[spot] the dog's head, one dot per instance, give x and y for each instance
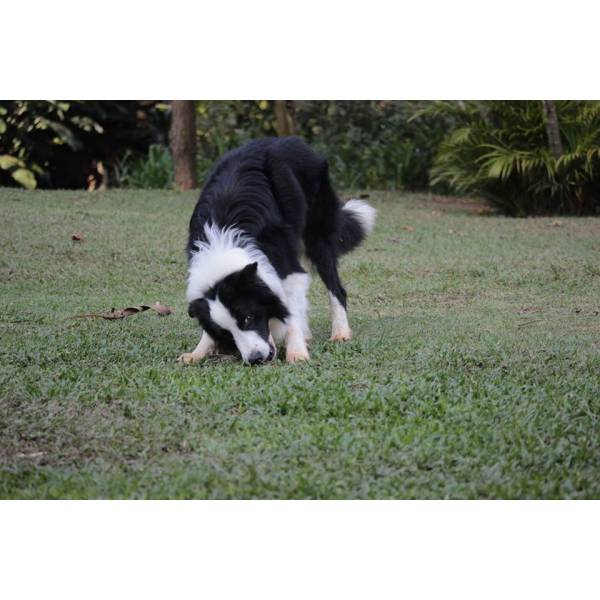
(236, 311)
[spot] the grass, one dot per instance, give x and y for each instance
(474, 371)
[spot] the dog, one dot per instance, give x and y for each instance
(262, 204)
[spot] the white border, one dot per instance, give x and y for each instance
(317, 49)
(299, 549)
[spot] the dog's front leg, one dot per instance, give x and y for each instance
(205, 348)
(295, 342)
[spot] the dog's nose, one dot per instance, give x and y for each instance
(255, 358)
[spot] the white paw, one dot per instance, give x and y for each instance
(341, 335)
(296, 355)
(189, 358)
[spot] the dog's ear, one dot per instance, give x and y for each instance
(198, 308)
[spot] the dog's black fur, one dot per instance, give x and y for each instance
(278, 192)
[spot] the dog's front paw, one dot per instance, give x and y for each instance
(292, 356)
(341, 335)
(189, 358)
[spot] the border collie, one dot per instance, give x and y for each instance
(261, 204)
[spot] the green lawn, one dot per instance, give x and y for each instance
(474, 371)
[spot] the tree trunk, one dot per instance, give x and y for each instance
(284, 115)
(552, 128)
(183, 143)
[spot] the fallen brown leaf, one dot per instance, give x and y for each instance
(120, 313)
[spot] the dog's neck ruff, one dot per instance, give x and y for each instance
(223, 252)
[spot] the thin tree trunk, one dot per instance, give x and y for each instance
(183, 143)
(552, 128)
(284, 116)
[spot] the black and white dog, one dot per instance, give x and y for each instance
(261, 204)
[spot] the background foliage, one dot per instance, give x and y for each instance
(495, 150)
(55, 144)
(499, 150)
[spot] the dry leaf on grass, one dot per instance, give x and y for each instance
(120, 313)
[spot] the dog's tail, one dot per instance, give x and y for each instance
(357, 221)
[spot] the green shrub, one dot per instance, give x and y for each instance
(153, 171)
(60, 144)
(499, 150)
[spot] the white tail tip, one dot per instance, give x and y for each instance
(365, 213)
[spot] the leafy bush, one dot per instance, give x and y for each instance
(58, 144)
(499, 150)
(154, 171)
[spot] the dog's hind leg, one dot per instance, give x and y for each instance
(205, 348)
(295, 287)
(325, 261)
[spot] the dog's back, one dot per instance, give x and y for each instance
(261, 203)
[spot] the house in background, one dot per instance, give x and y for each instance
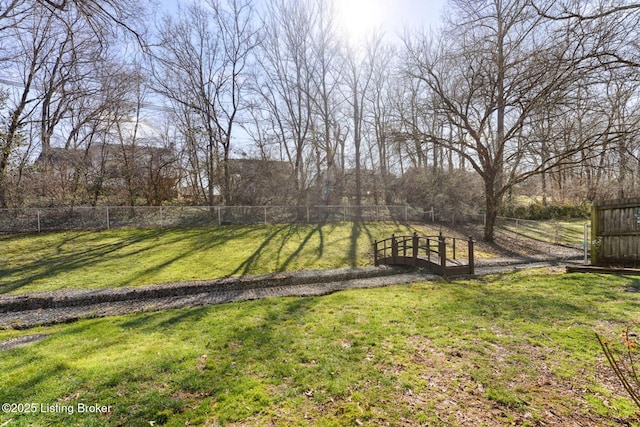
(115, 173)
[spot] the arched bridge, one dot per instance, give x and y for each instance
(438, 254)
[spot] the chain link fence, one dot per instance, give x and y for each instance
(111, 217)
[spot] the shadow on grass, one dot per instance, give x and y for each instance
(260, 348)
(60, 260)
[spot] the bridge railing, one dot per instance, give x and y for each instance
(440, 254)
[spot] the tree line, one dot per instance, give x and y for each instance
(236, 102)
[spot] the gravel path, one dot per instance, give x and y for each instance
(29, 310)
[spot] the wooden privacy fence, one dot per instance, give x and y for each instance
(615, 230)
(432, 253)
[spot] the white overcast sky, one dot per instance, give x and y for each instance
(362, 16)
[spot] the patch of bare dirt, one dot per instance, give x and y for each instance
(537, 396)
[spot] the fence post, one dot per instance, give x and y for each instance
(394, 249)
(442, 248)
(586, 243)
(454, 248)
(471, 260)
(375, 253)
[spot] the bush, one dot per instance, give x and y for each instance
(625, 361)
(540, 212)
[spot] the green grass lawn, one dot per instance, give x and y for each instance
(513, 349)
(563, 232)
(116, 258)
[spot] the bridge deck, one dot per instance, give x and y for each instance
(424, 252)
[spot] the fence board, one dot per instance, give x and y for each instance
(616, 227)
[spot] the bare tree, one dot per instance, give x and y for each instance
(500, 65)
(286, 88)
(202, 63)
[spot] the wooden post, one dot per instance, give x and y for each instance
(442, 248)
(595, 234)
(394, 249)
(471, 259)
(375, 253)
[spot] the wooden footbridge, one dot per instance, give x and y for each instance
(439, 255)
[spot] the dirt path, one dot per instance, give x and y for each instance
(47, 308)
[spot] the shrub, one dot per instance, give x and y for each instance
(624, 360)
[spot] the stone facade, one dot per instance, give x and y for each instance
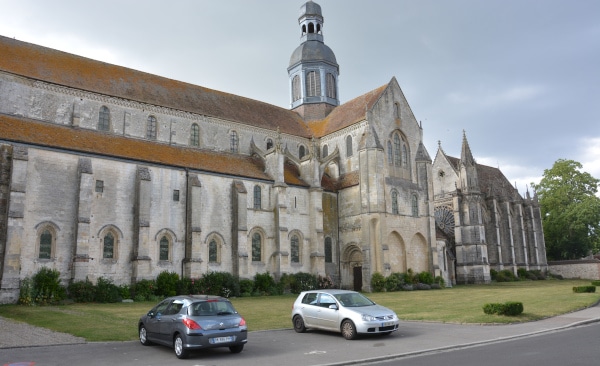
(111, 172)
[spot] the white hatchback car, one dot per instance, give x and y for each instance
(348, 312)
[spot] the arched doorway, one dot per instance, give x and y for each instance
(351, 263)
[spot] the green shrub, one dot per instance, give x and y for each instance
(583, 289)
(510, 308)
(167, 284)
(377, 282)
(81, 291)
(106, 291)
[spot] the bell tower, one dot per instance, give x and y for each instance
(313, 70)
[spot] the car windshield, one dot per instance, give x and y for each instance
(211, 308)
(353, 300)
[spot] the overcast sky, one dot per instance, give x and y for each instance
(521, 77)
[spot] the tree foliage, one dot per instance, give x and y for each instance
(570, 210)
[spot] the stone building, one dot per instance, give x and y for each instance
(482, 221)
(111, 172)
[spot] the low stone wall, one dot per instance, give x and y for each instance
(585, 269)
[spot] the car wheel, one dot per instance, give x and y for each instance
(348, 329)
(299, 324)
(144, 336)
(236, 349)
(180, 352)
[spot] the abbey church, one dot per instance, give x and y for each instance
(111, 172)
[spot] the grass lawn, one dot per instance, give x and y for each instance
(461, 304)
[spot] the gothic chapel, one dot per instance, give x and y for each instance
(111, 172)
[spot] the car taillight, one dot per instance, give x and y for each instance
(191, 324)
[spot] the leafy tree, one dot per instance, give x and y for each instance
(570, 210)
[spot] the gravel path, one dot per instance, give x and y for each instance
(16, 334)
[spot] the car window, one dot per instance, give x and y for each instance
(325, 300)
(310, 298)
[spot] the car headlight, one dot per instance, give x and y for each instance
(368, 318)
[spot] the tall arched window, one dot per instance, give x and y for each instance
(256, 247)
(257, 198)
(349, 146)
(104, 119)
(415, 205)
(108, 246)
(151, 128)
(397, 151)
(233, 142)
(301, 151)
(296, 90)
(395, 202)
(213, 251)
(313, 84)
(195, 135)
(45, 245)
(330, 86)
(295, 249)
(163, 248)
(328, 250)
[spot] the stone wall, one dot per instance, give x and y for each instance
(586, 269)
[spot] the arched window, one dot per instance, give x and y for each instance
(330, 86)
(313, 84)
(295, 249)
(301, 151)
(213, 251)
(163, 254)
(233, 142)
(45, 245)
(415, 205)
(151, 128)
(395, 202)
(108, 246)
(257, 198)
(328, 250)
(104, 119)
(296, 90)
(256, 247)
(349, 146)
(195, 135)
(397, 151)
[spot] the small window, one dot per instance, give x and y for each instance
(349, 146)
(151, 128)
(328, 250)
(234, 142)
(195, 135)
(108, 247)
(99, 186)
(295, 249)
(104, 119)
(213, 251)
(163, 249)
(256, 247)
(257, 198)
(45, 245)
(415, 205)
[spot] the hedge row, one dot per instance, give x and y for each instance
(511, 308)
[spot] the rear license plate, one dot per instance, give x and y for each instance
(221, 340)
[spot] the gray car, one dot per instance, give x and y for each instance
(189, 323)
(348, 312)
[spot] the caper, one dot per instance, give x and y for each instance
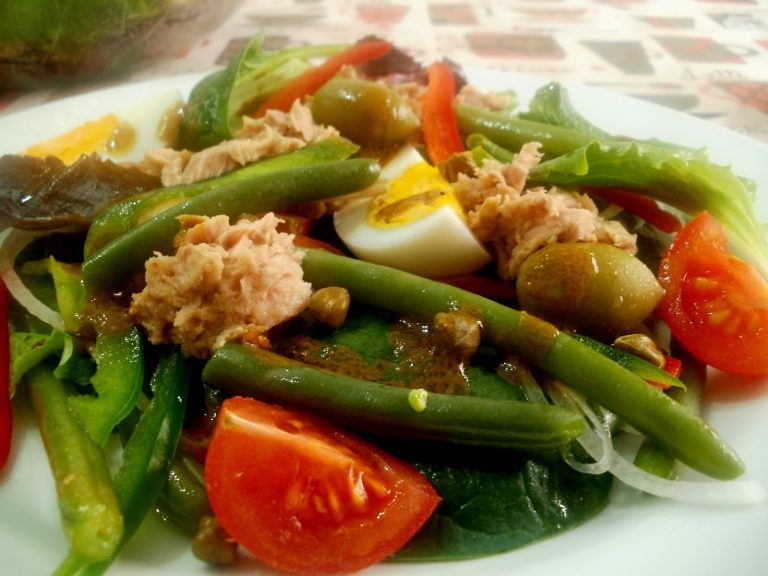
(368, 113)
(330, 305)
(597, 289)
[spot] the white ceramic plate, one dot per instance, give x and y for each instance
(636, 536)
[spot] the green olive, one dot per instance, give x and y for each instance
(366, 112)
(597, 289)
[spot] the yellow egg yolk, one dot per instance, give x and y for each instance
(419, 191)
(107, 134)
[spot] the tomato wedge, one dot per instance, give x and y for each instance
(438, 122)
(305, 497)
(715, 303)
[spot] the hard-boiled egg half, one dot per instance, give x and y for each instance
(416, 224)
(122, 136)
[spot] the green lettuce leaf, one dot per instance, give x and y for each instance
(551, 104)
(217, 103)
(687, 181)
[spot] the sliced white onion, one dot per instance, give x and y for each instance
(12, 242)
(730, 492)
(595, 433)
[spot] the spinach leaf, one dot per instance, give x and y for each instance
(493, 501)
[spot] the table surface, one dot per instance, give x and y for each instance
(708, 57)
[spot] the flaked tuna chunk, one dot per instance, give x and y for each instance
(274, 133)
(226, 282)
(517, 221)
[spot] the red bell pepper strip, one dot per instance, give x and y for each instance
(639, 205)
(6, 411)
(438, 122)
(310, 81)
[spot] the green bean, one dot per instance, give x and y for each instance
(89, 508)
(512, 132)
(645, 407)
(387, 410)
(183, 500)
(147, 457)
(123, 257)
(129, 213)
(654, 458)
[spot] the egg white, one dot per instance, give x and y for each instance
(146, 121)
(439, 244)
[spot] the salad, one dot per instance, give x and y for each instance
(435, 401)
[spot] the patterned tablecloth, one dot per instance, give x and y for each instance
(705, 57)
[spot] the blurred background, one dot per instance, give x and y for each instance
(705, 57)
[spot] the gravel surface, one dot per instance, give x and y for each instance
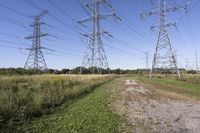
(147, 111)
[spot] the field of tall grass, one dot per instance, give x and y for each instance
(25, 97)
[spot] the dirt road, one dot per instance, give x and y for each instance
(154, 110)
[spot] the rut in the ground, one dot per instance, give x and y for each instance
(146, 110)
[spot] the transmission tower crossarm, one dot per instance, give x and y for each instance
(40, 35)
(45, 12)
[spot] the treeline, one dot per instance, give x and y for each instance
(22, 71)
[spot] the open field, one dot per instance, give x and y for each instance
(100, 103)
(25, 97)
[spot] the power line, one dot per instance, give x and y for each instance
(13, 10)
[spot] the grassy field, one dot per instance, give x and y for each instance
(75, 103)
(89, 114)
(25, 97)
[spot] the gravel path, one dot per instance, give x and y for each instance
(147, 111)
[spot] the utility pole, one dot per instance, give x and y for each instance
(147, 60)
(164, 57)
(36, 59)
(197, 66)
(187, 64)
(95, 57)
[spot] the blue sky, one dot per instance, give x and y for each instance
(134, 36)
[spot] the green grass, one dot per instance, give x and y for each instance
(89, 114)
(186, 87)
(25, 97)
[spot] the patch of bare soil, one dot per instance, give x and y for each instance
(148, 110)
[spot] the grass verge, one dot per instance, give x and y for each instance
(25, 97)
(89, 114)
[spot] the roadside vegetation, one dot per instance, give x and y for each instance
(89, 114)
(24, 97)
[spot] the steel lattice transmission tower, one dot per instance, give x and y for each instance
(95, 57)
(36, 59)
(164, 57)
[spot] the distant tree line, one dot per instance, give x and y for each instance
(22, 71)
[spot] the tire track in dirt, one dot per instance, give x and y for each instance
(148, 111)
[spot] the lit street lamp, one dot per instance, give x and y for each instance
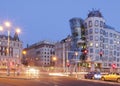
(54, 59)
(76, 54)
(8, 25)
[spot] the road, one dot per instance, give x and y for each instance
(55, 81)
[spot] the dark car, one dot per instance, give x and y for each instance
(93, 75)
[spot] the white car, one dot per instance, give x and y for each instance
(97, 75)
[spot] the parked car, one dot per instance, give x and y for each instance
(111, 77)
(93, 75)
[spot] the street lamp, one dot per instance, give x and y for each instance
(8, 25)
(76, 54)
(54, 59)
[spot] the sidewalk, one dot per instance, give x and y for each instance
(24, 77)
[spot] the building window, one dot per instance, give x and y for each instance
(96, 38)
(106, 46)
(110, 34)
(101, 38)
(96, 30)
(91, 50)
(106, 52)
(85, 25)
(111, 47)
(114, 35)
(101, 24)
(90, 23)
(101, 31)
(96, 45)
(111, 41)
(91, 44)
(97, 51)
(96, 22)
(90, 31)
(91, 37)
(86, 32)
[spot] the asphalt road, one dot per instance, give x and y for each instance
(55, 81)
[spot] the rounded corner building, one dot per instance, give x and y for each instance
(102, 41)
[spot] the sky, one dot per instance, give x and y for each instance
(49, 19)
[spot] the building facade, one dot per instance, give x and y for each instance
(10, 56)
(103, 42)
(62, 49)
(40, 54)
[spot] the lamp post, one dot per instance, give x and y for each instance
(8, 25)
(76, 54)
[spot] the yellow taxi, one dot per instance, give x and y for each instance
(111, 77)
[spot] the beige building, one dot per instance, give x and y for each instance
(10, 56)
(61, 51)
(40, 54)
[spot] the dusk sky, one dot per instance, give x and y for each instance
(49, 19)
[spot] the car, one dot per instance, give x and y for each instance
(111, 77)
(93, 75)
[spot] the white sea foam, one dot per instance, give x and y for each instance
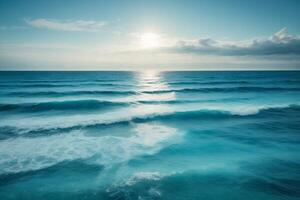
(30, 123)
(24, 154)
(139, 176)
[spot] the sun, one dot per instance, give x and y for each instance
(150, 40)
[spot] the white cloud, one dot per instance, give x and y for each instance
(79, 25)
(278, 44)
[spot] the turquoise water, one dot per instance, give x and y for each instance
(150, 135)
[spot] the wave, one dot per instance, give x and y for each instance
(69, 93)
(83, 105)
(31, 154)
(55, 85)
(126, 118)
(225, 89)
(207, 82)
(130, 92)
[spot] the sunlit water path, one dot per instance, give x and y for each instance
(149, 135)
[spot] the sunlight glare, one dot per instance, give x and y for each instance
(150, 40)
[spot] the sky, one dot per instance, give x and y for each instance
(150, 35)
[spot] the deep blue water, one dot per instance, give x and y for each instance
(150, 135)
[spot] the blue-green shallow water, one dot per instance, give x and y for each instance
(151, 135)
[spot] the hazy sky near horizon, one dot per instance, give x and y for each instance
(160, 35)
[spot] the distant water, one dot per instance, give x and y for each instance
(151, 135)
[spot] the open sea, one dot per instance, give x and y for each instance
(150, 135)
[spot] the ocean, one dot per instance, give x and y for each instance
(219, 135)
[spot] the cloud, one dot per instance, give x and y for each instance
(278, 44)
(79, 25)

--------------------------------------------------

[WRITTEN TASK]:
Rewrite the stretch from the line containing "[spot] the ocean, one" through the end of the items, swapping "give x and y" for "list x and y" and leaving everything else unchanged.

[RESULT BELOW]:
[spot] the ocean, one dot per instance, list x and y for each instance
(219, 135)
[spot] the cloud, one dot per instance, list x and y for each instance
(278, 44)
(79, 25)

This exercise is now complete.